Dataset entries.
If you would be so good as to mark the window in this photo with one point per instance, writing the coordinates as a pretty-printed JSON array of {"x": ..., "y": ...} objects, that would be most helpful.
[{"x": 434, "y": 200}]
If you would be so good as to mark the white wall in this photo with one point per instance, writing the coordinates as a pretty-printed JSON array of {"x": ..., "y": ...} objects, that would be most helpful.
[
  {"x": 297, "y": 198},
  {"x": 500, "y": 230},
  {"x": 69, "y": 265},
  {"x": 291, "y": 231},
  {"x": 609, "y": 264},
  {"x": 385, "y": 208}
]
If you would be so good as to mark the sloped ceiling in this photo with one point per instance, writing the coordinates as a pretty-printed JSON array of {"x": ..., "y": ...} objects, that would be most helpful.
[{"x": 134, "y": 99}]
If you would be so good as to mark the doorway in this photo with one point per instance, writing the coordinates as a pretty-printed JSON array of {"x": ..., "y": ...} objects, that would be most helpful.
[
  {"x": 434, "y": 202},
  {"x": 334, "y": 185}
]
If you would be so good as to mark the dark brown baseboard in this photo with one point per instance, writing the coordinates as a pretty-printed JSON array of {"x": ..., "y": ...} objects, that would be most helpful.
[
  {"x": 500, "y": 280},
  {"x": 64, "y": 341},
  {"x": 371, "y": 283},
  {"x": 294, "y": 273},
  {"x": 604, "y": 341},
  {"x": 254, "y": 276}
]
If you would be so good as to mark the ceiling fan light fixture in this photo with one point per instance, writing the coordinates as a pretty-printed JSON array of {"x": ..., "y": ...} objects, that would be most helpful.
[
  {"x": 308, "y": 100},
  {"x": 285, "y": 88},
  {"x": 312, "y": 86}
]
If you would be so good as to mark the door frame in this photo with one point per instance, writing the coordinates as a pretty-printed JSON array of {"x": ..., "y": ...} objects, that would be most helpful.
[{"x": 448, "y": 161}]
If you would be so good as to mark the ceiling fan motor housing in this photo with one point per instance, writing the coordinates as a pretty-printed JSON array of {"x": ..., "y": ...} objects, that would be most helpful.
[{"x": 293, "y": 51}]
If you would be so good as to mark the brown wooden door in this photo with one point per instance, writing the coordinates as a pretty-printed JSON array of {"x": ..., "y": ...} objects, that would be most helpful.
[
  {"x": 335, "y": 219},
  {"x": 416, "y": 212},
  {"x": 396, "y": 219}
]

Task to carry out. All of the data above needs to be retyped exactly, with each line as it stands.

Output.
If you would be so good as to mark the window in this photo with one point per instance, writing the coordinates as a pretty-printed JSON array of {"x": ..., "y": ...} objects, that would be most helpful.
[{"x": 434, "y": 200}]
If you would be so good as to mark the white wall in this photo with one point per instance, writing the coordinates as a pretty-printed JSON array of {"x": ..., "y": ...} objects, that would be most helpful.
[
  {"x": 297, "y": 198},
  {"x": 500, "y": 230},
  {"x": 69, "y": 265},
  {"x": 291, "y": 231},
  {"x": 609, "y": 264},
  {"x": 385, "y": 208}
]
If you would be so good as to mark the sloped ceiling in this photo with one point per instance, writing the coordinates as a pretty-printed JSON array of {"x": ..., "y": ...} objects, that would be most helpful.
[{"x": 134, "y": 99}]
If you would be so good as to mark the doorway in this photo with one point per instance, writing the coordinates as a pretty-printed JSON array of {"x": ..., "y": ...} objects, that would be most helpful.
[
  {"x": 434, "y": 202},
  {"x": 334, "y": 185}
]
If you would be so good as to mark the dark brown baseboard in this photo with one point per instance, writing the coordinates as a pretty-printed JSON array of {"x": ..., "y": ...} objects, that would be most helpful.
[
  {"x": 500, "y": 280},
  {"x": 64, "y": 341},
  {"x": 371, "y": 283},
  {"x": 294, "y": 273},
  {"x": 604, "y": 341},
  {"x": 254, "y": 276}
]
If you would be so good as to mark the ceiling fan light fixture in this photo with one point per instance, writing the coordinates as a pretty-printed JSON array of {"x": ..., "y": ...} objects, that would be most helpful.
[
  {"x": 308, "y": 100},
  {"x": 285, "y": 88},
  {"x": 312, "y": 86}
]
If you would be so good as to mark the door frame in this photo with one point per instance, writing the coordinates as a pretty-printed JSON array of {"x": ..., "y": ...} objects, that would be most helpful.
[{"x": 448, "y": 161}]
If you would be so good as to mark the ceiling fan motor housing in this photo with one point per instance, writing the coordinates as a pretty-printed JSON array of {"x": ..., "y": ...} objects, that would be most helpful.
[{"x": 293, "y": 51}]
If you would be so good as to mark the brown wooden door in this photo with one point per instance, writing the coordinates as a pretty-printed JSON array of {"x": ..., "y": ...} objects, that would be most helpful.
[
  {"x": 335, "y": 219},
  {"x": 416, "y": 212},
  {"x": 396, "y": 219}
]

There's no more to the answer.